Verilen görev a
Aşağıdaki haber, MHP lideri Devlet Bahçeli'nin Söğüt ziyaretini anlatıyor. Şu ifadeler bu haberle uyuşuyor mu: (i) MHP, Söğüt Belediye Başkan adayını 24 Ocak 2013'te ilan etti; (ii) Bahçeli Söğüt'te yalnızca miting yapmakla kaldı; (iii) Bahçeli gazetecilerle Eskişehir'de verdiği molada sohbet etti? Her biri için evet ya da hayır deyin ve haberdeki belirleyici sözleri aynen alıntılayın.

Verilen metin
===============
'Kürdistan müzakerecileri' Misak-ı Milli'yi aşamayacak
MHP’nin Söğüt Belediye Başkan adayını ilan etmesiyle, 24 Ocak 2013’te, 2014 Mahalli İdareler Seçim Dönemi’ne fiilen girdi Türkiye.
Oslo fihristine
bakmak lazım
“400 çadırdan bir Türk cihan devleti yaratan Söğüt ruhu”yla çıktıkları yolun ilk durağında “miting”le yetinmedi MHP lideri Devlet Bahçeli. Esnafı gezdi, dükkanlara girdi, Çelebi Mehmet Camii’nin bahçesinde oturdu halkla sohbet etti. “Gemiciğimiz yok, bari sizinle bir hatıramız olsun” diyen amcalarla, teyzelerle, çocuklarla fotoğraf çektirdi.
Ve sıra dönüş yolunda günün değerlendirmesini yapmaya geldi.
Sıcak gündemden başlayalım, MHP liderinin Eskişehir’de verdiği molada gazetecilerle sohbetini aktarmaya. TBMM’de kabul edilen “Ana dilde Savunma” konusunu ve “bundan sonrası”nı soruyoruz:
“Oslo görüşmelerindeki fihriste bakmak lazım” oluyor Bahçeli’nin cevabı.
===============
Kaynak veri:
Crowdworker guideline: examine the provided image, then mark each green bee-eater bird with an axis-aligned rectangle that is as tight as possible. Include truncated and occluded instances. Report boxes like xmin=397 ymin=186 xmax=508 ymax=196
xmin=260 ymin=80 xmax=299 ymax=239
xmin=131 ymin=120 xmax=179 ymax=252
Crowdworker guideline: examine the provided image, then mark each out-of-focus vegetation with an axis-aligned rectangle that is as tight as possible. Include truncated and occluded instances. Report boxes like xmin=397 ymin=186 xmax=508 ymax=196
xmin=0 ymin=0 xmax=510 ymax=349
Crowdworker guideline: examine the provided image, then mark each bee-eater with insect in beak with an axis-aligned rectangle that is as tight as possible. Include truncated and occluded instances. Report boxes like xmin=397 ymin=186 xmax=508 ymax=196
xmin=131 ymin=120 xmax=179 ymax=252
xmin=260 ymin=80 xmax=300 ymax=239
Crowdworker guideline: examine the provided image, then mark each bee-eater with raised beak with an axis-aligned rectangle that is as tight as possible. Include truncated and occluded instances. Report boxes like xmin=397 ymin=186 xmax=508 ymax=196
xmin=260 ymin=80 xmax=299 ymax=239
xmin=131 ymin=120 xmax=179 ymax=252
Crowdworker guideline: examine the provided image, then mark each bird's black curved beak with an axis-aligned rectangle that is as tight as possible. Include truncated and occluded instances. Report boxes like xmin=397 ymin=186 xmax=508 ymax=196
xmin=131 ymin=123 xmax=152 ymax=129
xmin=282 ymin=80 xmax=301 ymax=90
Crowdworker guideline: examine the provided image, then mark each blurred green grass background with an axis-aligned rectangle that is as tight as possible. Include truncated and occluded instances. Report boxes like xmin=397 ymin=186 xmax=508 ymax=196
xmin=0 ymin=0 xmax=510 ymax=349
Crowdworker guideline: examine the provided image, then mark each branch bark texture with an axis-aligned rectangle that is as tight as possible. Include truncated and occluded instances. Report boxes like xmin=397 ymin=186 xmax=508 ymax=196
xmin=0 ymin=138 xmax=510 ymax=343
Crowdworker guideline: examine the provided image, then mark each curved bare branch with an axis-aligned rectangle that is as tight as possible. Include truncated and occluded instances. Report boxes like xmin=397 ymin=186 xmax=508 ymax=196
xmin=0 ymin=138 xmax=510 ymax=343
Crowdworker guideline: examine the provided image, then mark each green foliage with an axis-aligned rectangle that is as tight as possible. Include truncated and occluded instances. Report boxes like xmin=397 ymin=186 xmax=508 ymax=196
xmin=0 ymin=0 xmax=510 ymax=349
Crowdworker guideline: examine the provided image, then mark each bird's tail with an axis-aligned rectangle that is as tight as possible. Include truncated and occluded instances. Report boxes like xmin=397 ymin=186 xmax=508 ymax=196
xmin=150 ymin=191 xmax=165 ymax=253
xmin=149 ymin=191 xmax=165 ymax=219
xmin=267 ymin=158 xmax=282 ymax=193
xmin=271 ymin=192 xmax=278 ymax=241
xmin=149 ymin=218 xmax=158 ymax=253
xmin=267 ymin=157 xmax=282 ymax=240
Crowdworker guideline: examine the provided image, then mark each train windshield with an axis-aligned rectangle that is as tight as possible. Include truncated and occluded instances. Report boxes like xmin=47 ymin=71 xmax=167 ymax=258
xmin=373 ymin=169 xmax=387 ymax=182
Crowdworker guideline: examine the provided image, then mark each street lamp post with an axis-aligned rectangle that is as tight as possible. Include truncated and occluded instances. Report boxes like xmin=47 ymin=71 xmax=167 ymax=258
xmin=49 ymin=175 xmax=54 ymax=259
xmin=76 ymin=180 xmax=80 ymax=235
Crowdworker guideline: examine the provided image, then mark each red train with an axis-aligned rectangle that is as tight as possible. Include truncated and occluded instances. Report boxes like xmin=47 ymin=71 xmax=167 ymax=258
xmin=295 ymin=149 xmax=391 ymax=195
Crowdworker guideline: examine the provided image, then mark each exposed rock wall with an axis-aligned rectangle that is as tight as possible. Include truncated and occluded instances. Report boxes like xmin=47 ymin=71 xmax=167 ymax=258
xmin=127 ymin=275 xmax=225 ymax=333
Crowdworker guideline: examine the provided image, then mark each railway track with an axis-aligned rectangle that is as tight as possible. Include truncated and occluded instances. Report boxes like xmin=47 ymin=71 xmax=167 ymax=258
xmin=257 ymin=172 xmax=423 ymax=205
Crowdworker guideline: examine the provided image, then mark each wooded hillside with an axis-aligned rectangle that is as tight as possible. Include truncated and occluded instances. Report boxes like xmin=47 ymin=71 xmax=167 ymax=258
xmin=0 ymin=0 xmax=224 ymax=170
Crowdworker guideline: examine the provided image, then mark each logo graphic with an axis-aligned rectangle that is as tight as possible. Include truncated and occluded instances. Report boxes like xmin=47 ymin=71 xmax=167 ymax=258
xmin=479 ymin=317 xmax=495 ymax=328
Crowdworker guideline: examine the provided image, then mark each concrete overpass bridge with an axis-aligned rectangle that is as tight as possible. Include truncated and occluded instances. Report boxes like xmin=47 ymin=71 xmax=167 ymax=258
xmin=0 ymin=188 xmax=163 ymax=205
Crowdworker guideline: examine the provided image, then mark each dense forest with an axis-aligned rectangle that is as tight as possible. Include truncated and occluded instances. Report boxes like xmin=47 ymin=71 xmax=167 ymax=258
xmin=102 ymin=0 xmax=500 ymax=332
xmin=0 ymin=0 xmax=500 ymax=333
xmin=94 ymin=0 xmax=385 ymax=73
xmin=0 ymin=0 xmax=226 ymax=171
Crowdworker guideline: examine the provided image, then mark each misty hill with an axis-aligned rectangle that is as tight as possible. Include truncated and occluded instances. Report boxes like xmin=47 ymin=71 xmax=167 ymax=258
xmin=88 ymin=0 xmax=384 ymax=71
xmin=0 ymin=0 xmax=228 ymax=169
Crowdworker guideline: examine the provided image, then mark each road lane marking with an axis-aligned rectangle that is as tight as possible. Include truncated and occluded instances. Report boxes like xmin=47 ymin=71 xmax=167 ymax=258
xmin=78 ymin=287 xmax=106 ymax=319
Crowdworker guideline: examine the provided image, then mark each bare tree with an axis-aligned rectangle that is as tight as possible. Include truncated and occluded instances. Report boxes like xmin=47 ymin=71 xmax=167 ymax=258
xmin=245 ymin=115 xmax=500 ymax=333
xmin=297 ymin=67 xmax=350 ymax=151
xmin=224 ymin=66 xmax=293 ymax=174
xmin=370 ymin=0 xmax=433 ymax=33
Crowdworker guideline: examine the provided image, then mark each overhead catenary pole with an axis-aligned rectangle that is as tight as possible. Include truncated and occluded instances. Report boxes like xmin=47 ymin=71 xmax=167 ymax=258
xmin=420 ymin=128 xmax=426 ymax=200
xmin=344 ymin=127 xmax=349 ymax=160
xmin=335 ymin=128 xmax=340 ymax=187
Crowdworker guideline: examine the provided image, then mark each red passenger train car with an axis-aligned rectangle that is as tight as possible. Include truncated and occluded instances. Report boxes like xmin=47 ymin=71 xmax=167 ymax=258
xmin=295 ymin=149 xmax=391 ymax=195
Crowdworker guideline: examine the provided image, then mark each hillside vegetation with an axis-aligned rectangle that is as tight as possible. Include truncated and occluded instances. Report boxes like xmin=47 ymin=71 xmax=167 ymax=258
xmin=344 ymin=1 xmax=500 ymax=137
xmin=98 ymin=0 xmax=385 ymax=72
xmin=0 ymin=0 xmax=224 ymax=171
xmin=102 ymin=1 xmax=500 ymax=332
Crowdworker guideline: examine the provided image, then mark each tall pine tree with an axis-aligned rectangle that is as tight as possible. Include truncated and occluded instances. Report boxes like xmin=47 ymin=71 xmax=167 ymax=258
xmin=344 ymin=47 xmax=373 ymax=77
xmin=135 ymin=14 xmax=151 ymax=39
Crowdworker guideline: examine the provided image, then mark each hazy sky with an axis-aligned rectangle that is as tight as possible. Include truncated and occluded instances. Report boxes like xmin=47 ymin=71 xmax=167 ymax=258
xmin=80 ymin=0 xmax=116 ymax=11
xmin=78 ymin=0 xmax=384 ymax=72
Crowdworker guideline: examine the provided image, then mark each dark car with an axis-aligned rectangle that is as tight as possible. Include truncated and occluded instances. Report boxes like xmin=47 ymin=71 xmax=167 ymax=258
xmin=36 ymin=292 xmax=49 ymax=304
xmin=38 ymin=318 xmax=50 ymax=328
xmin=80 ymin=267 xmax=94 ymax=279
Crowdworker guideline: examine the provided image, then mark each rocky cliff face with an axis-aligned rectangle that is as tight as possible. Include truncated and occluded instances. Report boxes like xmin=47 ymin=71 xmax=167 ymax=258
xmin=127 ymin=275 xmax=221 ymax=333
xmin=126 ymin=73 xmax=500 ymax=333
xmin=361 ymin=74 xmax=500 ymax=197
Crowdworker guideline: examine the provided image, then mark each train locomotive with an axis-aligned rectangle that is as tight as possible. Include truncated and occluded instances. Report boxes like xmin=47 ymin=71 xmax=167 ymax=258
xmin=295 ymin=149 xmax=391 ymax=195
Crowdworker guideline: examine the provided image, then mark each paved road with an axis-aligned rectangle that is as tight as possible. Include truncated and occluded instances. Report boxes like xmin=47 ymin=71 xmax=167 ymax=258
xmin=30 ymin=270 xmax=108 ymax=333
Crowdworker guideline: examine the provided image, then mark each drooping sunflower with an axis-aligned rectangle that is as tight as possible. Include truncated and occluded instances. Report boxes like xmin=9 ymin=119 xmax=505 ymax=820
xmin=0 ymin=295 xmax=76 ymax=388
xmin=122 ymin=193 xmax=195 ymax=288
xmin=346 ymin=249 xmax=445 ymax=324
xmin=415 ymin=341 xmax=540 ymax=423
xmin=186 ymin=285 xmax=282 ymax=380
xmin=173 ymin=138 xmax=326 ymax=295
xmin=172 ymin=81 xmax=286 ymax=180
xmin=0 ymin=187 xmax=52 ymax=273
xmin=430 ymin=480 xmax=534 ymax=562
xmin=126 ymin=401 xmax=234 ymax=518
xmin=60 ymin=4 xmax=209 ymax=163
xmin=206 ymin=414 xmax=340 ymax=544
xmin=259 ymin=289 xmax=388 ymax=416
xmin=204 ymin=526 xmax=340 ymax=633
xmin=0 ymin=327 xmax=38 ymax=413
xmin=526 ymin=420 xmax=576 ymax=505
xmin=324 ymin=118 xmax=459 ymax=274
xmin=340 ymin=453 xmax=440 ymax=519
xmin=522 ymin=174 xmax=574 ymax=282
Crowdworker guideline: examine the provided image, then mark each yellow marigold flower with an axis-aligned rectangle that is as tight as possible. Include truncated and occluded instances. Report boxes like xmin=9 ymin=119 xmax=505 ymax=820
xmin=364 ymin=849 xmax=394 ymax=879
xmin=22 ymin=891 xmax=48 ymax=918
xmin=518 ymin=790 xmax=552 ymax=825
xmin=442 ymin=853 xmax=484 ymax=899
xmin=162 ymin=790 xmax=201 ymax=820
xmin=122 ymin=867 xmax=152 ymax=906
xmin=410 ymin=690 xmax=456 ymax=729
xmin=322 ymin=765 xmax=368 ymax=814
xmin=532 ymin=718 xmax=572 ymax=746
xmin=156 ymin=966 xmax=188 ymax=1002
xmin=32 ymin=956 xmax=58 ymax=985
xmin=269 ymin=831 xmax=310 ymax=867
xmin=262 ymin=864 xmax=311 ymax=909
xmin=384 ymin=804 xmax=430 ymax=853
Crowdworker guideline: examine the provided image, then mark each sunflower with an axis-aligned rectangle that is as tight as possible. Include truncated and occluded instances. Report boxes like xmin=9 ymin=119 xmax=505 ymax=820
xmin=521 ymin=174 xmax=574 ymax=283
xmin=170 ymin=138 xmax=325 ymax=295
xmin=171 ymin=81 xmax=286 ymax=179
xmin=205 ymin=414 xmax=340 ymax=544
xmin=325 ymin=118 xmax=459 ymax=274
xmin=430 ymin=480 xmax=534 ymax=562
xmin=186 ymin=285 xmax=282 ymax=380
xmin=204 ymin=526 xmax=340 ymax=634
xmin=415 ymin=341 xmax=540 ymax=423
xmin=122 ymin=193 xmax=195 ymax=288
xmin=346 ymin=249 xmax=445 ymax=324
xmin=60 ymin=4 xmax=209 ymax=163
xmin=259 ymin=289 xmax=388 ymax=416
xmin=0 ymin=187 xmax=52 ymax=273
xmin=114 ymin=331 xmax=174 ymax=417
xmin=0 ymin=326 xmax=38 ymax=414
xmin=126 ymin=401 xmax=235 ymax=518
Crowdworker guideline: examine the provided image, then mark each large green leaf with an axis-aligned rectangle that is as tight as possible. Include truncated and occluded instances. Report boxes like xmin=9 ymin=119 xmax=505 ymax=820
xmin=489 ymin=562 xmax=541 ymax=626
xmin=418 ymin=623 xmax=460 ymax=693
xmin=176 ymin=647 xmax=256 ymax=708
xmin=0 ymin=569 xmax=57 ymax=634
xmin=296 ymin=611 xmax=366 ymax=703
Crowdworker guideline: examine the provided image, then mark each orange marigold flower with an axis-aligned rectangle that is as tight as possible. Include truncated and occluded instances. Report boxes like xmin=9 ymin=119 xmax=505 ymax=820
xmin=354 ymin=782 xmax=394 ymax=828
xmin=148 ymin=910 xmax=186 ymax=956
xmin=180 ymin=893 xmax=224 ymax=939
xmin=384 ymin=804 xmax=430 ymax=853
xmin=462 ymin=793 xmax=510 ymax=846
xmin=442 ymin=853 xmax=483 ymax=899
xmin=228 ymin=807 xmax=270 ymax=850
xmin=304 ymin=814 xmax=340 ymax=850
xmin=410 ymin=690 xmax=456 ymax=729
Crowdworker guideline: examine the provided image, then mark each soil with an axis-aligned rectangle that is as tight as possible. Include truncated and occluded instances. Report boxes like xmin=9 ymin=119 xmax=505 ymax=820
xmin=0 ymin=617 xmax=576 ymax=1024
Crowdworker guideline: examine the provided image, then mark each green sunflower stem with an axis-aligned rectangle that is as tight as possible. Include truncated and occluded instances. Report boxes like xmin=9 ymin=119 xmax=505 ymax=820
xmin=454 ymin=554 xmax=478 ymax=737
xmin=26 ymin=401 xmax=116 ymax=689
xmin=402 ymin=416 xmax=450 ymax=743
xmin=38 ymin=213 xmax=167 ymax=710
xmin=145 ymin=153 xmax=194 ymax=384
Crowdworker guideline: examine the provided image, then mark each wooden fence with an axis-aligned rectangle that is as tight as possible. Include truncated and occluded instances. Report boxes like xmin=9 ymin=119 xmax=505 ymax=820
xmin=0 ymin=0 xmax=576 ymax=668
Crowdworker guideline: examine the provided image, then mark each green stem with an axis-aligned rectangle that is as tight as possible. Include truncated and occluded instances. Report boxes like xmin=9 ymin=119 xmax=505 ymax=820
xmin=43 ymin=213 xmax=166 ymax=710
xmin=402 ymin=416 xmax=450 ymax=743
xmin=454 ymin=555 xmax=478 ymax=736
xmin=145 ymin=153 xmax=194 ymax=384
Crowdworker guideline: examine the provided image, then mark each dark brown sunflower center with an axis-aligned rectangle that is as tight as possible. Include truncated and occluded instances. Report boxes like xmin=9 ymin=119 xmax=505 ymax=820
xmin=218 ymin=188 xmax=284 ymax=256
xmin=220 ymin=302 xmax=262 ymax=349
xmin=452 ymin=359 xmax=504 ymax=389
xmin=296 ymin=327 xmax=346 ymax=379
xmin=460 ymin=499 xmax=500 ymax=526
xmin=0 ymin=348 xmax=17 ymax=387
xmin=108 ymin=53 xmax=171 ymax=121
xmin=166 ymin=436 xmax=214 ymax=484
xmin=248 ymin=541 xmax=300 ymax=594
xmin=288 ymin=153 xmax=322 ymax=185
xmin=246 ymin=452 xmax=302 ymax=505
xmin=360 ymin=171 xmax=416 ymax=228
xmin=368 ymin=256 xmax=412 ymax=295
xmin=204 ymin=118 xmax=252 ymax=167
===============
Verilen görev b
Listede "mark each dense" ifadesini içeren satırla başlayıp "xmin=0 ymin=0 xmax=226 ymax=171" ifadesini içeren satırla biten kısmı numaralı liste olarak düzenler misiniz? İki uç satır da bu kısma dahildir; boş satırları atlayın.

Alıştırma yanıtı a
(i) Evet: "MHP’nin Söğüt Belediye Başkan adayını ilan etmesiyle, 24 Ocak 2013’te"
(ii) Hayır: "“miting”le yetinmedi MHP lideri Devlet Bahçeli"
(iii) Evet: "MHP liderinin Eskişehir’de verdiği molada gazetecilerle sohbetini"

Alıştırma yanıtı b
1. Crowdworker guideline: examine the provided image, then mark each dense forest with an axis-aligned rectangle that is as tight as possible. Include truncated and occluded instances. Report boxes like xmin=47 ymin=71 xmax=167 ymax=258
2. xmin=102 ymin=0 xmax=500 ymax=332
3. xmin=0 ymin=0 xmax=500 ymax=333
4. xmin=94 ymin=0 xmax=385 ymax=73
5. xmin=0 ymin=0 xmax=226 ymax=171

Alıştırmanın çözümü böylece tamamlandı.